[[ TASK INPUTS, beginning ]]

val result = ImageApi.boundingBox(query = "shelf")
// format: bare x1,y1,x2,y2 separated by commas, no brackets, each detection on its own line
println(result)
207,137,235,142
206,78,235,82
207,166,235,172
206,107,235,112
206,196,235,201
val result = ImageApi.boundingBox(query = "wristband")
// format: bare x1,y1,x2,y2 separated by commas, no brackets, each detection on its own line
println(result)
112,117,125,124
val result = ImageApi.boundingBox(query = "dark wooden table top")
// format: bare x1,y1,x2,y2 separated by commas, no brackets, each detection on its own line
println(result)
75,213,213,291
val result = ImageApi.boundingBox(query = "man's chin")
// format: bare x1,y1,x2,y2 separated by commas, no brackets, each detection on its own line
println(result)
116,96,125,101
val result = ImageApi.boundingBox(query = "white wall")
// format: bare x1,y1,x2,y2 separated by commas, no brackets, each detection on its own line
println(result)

[[ TASK INPUTS, end ]]
[[ TASK INPUTS, beginning ]]

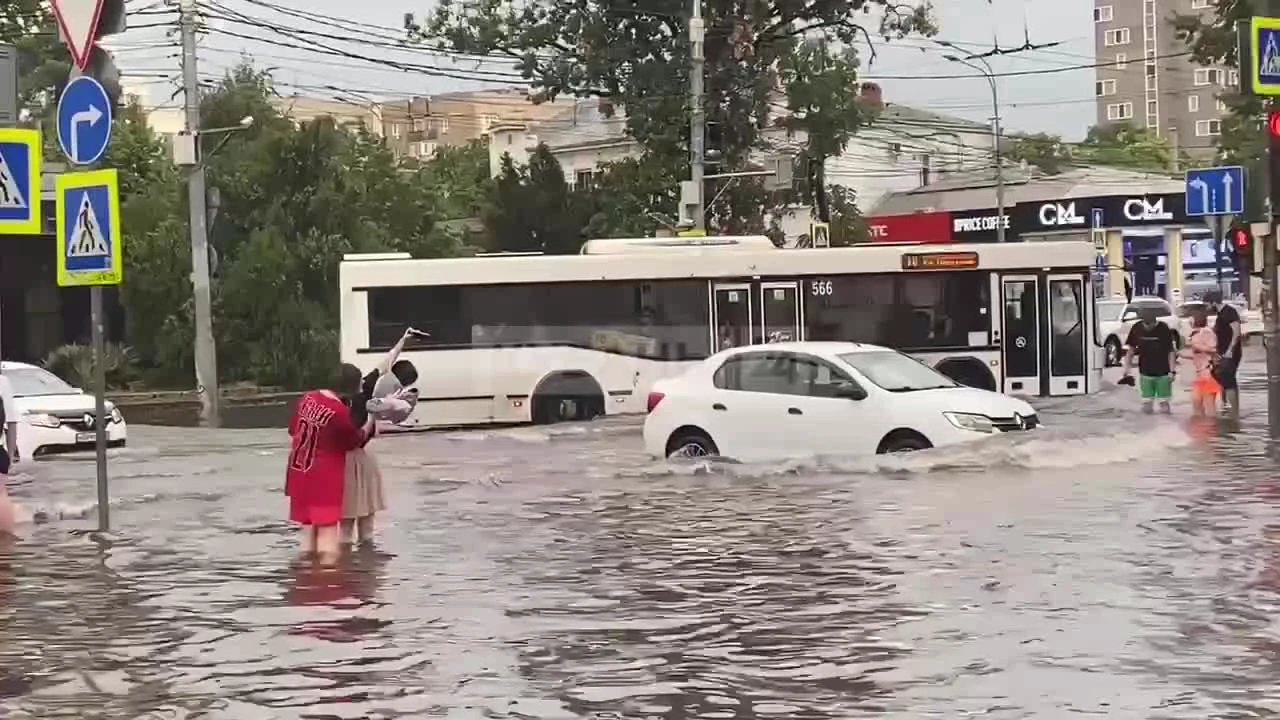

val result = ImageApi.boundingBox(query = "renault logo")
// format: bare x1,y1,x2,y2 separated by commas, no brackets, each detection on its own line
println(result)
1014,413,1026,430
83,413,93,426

[[ TASK INPUTS, end ]]

Your answer should consist of each line above in which "query" appears.

val result = ImageApi.boundingBox(query = "shelf")
val result = ImageApi.boundingBox(query = "wristband")
val result = ImageApi.boundingBox(query = "dark wooden table top")
val result = ImageApi.boundingBox(query = "man's chin")
val result = ImageApi.boundingBox(query = "white wall")
val result = ImageApi.boundingBox(query = "renault logo")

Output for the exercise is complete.